Report each line of the records where "hand" occurs.

Records drawn from a dataset

——

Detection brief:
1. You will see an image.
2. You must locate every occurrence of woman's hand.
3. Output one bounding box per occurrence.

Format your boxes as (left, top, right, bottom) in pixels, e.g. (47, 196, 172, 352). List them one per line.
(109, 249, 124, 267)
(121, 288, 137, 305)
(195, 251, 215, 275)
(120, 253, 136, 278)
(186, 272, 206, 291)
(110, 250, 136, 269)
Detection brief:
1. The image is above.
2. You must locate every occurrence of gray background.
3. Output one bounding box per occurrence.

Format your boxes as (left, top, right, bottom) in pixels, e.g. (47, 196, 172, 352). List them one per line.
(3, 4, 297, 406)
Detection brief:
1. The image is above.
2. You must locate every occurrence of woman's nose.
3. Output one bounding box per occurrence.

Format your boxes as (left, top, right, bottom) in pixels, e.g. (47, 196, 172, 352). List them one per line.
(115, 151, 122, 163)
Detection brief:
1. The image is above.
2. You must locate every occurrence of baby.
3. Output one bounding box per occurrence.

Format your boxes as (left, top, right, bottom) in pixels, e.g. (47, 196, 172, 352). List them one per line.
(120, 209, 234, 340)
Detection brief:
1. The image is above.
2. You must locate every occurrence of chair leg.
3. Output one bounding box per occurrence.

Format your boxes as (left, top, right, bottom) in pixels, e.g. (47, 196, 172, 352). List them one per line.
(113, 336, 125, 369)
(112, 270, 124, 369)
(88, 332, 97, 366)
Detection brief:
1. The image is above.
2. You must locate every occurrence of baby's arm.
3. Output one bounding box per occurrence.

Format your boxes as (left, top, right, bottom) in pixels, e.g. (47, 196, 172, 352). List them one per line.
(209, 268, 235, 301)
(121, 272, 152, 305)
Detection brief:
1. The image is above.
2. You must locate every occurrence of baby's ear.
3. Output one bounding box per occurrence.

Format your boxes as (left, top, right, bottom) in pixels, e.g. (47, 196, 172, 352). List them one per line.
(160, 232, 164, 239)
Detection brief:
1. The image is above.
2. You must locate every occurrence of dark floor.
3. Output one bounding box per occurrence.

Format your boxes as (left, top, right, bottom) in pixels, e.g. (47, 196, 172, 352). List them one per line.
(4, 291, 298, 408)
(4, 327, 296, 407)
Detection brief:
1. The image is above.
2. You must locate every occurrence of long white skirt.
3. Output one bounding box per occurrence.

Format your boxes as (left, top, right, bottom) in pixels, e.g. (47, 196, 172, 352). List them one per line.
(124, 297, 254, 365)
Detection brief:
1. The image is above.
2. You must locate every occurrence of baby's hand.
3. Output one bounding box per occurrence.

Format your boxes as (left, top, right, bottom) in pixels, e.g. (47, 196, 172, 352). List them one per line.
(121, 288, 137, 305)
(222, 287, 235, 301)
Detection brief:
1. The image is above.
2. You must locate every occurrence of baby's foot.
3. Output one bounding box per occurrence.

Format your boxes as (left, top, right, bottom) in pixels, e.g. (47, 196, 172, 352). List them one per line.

——

* _Response_
2. You must locate every occurrence of woman's hand.
2. You must locate every occurrence of baby's hand.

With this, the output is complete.